Passage shown
*** Block opens ***

Apremilast reduces oral ulcer burden in Behçet’s syndrome
medwireNews: The small molecule phosphodiesterase 4 inhibitor apremilast reduces the number of oral ulcers and improves quality of life to a greater degree than placebo in people with Behçet’s syndrome, results of the phase III RELIEF study show.
The study included 207 patients with Behçet’s syndrome and at least two active oral ulcers but no major organ involvement who were randomly assigned to receive either oral apremilast 30 mg (n=104) or placebo (n=103) twice daily for 12 weeks, followed by a 52-week extension phase in which all patients were eligible to receive the study drug.
As reported at the 2019 ACR/ARP Annual Meeting in Atlanta, Georgia, USA, and published in The New England Journal of Medicine, the area under the curve for the total number of oral ulcers during the 12-week placebo-controlled period was significantly lower with apremilast than with placebo, at 129.5 versus 222.1. This indicates that patients in the apremilast group had significantly fewer ulcers during this period, Gülen Hatemi (Istanbul University–Cerrahpaşa, Turkey) and co-authors remark.

*** Block closes ***

Stored data
*** Block opens ***

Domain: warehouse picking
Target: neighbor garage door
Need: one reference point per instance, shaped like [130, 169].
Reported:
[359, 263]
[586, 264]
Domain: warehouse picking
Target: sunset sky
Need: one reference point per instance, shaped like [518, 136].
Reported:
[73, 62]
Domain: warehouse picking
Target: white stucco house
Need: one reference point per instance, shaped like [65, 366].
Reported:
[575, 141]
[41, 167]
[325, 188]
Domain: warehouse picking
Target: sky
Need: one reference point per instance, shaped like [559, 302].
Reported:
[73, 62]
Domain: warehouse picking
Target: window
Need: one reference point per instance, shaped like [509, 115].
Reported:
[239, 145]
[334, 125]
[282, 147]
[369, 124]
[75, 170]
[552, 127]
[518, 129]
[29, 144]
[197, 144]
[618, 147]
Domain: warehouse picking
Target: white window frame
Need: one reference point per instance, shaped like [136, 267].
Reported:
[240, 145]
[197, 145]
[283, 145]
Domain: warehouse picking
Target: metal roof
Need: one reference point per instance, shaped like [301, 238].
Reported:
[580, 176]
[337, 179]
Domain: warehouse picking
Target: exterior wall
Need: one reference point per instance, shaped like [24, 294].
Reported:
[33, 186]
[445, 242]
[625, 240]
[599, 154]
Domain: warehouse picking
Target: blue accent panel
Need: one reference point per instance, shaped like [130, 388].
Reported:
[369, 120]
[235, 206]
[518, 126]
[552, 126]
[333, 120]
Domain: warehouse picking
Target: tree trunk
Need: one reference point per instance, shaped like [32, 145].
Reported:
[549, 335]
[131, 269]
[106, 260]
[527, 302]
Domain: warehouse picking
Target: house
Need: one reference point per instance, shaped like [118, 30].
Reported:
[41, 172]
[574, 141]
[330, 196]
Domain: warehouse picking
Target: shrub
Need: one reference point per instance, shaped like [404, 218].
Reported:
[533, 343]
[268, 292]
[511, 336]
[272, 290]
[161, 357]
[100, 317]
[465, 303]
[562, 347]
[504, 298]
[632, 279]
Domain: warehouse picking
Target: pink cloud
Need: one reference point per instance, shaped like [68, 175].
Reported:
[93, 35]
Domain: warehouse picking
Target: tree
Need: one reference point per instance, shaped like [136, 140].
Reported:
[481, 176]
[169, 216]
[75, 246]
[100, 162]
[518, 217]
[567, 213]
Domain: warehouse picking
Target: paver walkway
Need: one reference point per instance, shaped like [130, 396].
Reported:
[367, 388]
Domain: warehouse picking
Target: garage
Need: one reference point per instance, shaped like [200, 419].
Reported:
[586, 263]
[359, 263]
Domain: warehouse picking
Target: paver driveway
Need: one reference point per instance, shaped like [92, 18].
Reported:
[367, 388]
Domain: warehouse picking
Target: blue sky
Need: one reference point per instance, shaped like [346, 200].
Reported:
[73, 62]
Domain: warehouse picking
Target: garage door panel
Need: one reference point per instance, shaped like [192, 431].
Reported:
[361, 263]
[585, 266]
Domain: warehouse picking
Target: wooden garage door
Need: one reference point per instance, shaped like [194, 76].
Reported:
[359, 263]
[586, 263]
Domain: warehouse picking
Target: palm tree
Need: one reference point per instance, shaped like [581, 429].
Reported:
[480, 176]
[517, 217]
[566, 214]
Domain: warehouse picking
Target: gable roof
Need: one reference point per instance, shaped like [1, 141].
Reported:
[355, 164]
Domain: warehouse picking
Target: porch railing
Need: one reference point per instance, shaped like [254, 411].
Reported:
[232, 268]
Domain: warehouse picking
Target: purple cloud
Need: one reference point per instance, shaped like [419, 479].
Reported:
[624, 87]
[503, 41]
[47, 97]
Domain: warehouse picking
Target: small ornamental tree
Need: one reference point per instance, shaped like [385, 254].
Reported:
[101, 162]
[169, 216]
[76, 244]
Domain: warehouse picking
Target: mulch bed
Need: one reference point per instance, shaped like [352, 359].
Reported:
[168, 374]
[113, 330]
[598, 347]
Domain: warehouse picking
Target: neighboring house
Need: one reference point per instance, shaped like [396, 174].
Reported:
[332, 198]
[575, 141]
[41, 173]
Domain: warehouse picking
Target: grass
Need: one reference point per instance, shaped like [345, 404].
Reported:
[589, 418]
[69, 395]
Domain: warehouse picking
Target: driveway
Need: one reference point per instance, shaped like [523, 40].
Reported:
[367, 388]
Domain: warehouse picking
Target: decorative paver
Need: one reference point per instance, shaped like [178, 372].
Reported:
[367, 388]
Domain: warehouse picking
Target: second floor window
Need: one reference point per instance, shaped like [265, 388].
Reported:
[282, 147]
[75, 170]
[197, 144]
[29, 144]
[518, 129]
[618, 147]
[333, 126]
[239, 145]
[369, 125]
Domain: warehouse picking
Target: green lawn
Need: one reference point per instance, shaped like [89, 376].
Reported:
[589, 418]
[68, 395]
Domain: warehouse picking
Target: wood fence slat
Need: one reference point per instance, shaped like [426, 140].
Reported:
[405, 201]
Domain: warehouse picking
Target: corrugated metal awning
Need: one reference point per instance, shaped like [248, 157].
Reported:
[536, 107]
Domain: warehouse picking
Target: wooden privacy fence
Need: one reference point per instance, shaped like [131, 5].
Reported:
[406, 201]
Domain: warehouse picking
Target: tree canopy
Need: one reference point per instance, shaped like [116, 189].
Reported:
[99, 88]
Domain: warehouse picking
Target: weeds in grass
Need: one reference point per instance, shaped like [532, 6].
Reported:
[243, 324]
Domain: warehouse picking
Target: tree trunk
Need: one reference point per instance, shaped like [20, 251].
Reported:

*** Block closes ***

What to work on
Retype the part of the apremilast news item between "The study included" and "the study drug.", inclusive, keeping every word and punctuation mark unchanged.

Solution below
The study included 207 patients with Behçet’s syndrome and at least two active oral ulcers but no major organ involvement who were randomly assigned to receive either oral apremilast 30 mg (n=104) or placebo (n=103) twice daily for 12 weeks, followed by a 52-week extension phase in which all patients were eligible to receive the study drug.